• _ACTIVITY_: Output exactly the lines below from the one containing "Whereabouts in the above photo is the grey" to the last line, both included. Omit pictures.
INFORMATION SHOWN below:
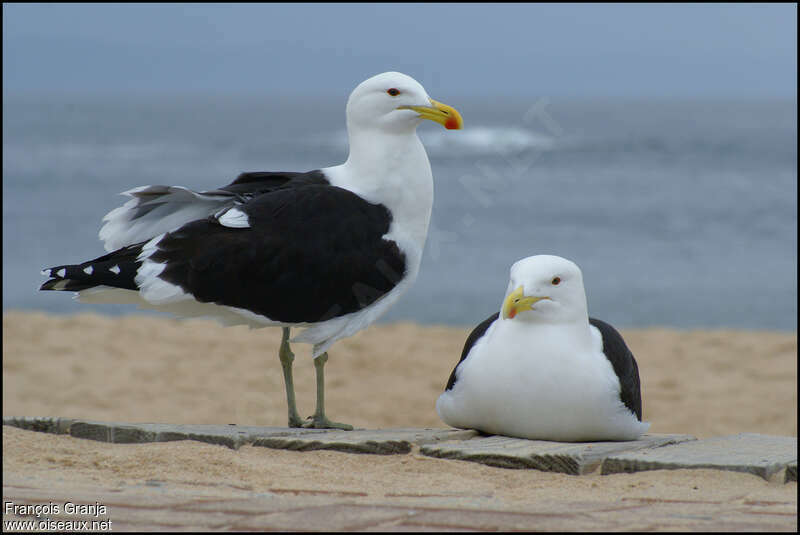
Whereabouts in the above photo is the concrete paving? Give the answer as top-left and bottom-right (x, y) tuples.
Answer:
(251, 427), (480, 454)
(3, 417), (796, 479)
(419, 433), (696, 475)
(2, 417), (478, 454)
(3, 418), (797, 531)
(602, 433), (799, 481)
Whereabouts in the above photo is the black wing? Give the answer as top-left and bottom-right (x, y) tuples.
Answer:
(147, 180), (407, 323)
(589, 317), (643, 420)
(42, 170), (329, 287)
(40, 245), (142, 292)
(444, 312), (499, 391)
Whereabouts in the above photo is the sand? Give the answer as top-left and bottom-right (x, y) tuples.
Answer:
(2, 311), (797, 528)
(3, 312), (796, 436)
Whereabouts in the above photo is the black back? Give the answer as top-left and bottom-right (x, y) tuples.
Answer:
(150, 179), (407, 323)
(220, 170), (329, 197)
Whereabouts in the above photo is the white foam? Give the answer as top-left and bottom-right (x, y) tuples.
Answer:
(314, 125), (557, 157)
(420, 126), (556, 155)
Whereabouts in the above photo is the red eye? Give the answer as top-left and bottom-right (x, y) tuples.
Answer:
(551, 277), (561, 285)
(387, 88), (400, 96)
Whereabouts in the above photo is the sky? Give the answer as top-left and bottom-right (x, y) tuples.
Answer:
(2, 3), (797, 98)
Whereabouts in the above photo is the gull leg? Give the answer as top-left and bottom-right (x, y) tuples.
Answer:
(279, 327), (304, 428)
(302, 352), (353, 430)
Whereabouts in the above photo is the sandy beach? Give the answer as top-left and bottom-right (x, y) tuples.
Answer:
(3, 311), (797, 529)
(3, 311), (796, 436)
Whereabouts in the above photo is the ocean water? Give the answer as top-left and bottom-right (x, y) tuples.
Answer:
(3, 94), (797, 330)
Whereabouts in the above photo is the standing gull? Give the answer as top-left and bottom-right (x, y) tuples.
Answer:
(436, 255), (649, 441)
(40, 71), (463, 430)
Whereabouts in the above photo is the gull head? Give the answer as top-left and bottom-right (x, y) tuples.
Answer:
(346, 71), (463, 134)
(501, 255), (589, 324)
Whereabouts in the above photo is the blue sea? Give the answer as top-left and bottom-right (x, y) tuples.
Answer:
(3, 93), (797, 330)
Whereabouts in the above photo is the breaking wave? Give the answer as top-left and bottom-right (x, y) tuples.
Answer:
(420, 126), (557, 156)
(310, 125), (558, 157)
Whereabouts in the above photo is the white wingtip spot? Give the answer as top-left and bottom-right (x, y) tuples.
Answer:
(110, 265), (121, 274)
(56, 268), (66, 278)
(83, 266), (94, 275)
(41, 269), (51, 277)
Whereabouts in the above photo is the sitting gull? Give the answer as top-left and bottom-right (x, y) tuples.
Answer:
(436, 255), (649, 441)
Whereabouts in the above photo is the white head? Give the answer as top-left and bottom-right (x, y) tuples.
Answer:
(345, 71), (462, 134)
(500, 255), (589, 324)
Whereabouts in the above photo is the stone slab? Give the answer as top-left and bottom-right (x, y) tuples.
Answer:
(419, 433), (696, 475)
(72, 421), (337, 449)
(602, 433), (798, 481)
(4, 417), (330, 449)
(251, 428), (479, 455)
(3, 417), (476, 455)
(2, 416), (75, 435)
(6, 418), (796, 481)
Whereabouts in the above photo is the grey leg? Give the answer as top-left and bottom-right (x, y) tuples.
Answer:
(279, 327), (304, 428)
(302, 352), (353, 430)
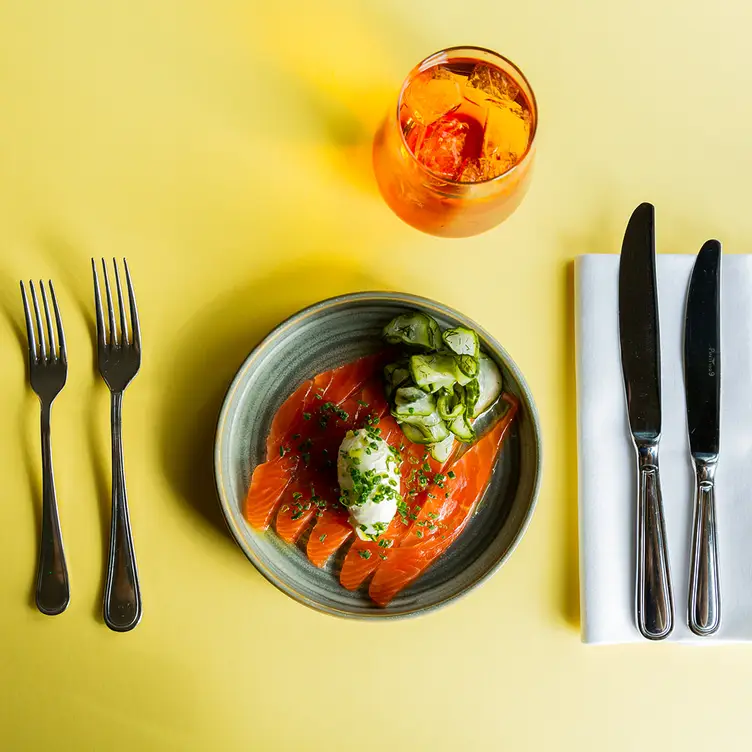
End of INFORMATION SHOWN.
• _FINISHED TASK_:
Whereabouts in the above photo is the grey leg? Give the answer as top-left and bottom-right (x, y) tuples.
Answer:
(279, 327), (304, 428)
(302, 352), (353, 430)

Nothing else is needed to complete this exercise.